» **Text to read**:
I’ve seen a lot of people talking about AI in agencies, recessions, and future-proofing, so I want to share my thoughts on what it actually means to protect your agency against anything that may come up in the future.

What Future-Proofing Means

I don’t think there’s any way to protect your agency against everything that could possibly happen, but there are a few things you can do that will give you a better chance than any other agency out there that only focuses on delivering services.

There are lots of little things that can add up to increased longevity as an agency, but the following three things are the trifecta. 

(Note: The following is the best approach to future-proofing assuming you have clients, charge them enough that you can pay yourself and your team, and try to do good work for your clients. If you don’t tackle that first, the rest is pointless.)

Focusing On Relationships

Driving leads and sales is an essential part of marketing, but if you make that the goal, you limit your thinking. I’m not even talking about revenue, profit, lifetime customer value, or any of that.

I’m talking about relationships. 

There are many stages to developing a relationship with someone, but marketers usually focus on introducing a person to a company, usually when that person needs the help that company can offer them.

And why shouldn’t they? That’s how you get leads, right?

» **Stored records**:
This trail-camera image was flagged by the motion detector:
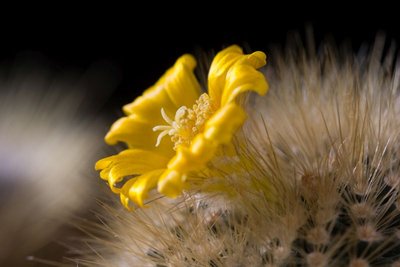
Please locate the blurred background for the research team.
[0,4,400,266]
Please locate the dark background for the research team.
[0,6,400,113]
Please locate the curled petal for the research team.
[105,115,173,157]
[126,169,164,207]
[95,149,168,193]
[120,169,164,210]
[208,45,243,107]
[158,103,246,197]
[221,57,268,106]
[123,55,201,125]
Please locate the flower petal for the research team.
[123,54,201,125]
[105,115,174,157]
[221,62,268,106]
[158,103,246,197]
[129,169,165,207]
[95,149,168,193]
[208,45,243,107]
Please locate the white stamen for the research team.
[153,130,169,147]
[161,108,174,125]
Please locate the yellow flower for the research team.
[96,45,268,209]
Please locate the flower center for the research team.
[153,93,215,150]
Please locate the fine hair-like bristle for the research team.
[78,38,400,267]
[0,53,119,266]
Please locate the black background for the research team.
[0,5,400,112]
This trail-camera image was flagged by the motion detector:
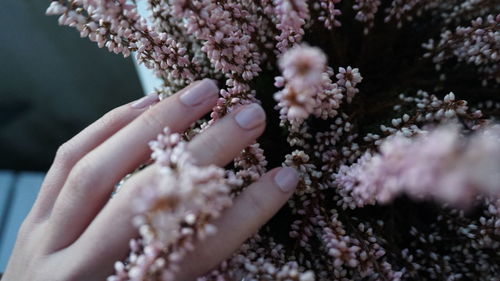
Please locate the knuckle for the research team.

» **Stated exercise 1**:
In the post on future-proofing an agency, rewrite the paragraph beginning "Driving leads and sales" more concisely while keeping its main points.
» **Stated exercise 2**:
Rescale the records from the line with "Please locate the black" through the end of the records. Reproduce every line, including the requests, but multiply each bounding-box coordinate in the answers by 2.35 and round to whole numbers, with halves rounded up. Leave the pictures out.
The records are unrelated to the post on future-proofing an agency.

» **Written reply 1**:
Leads and sales are central to marketing, but making them the goal narrows your thinking, and the point here isn't revenue, profit, or lifetime customer value either.

» **Written reply 2**:
Please locate the black background for the research team.
[0,12,940,263]
This trail-camera image was flagged by the motion detector:
Please locate the knuckle for the research team.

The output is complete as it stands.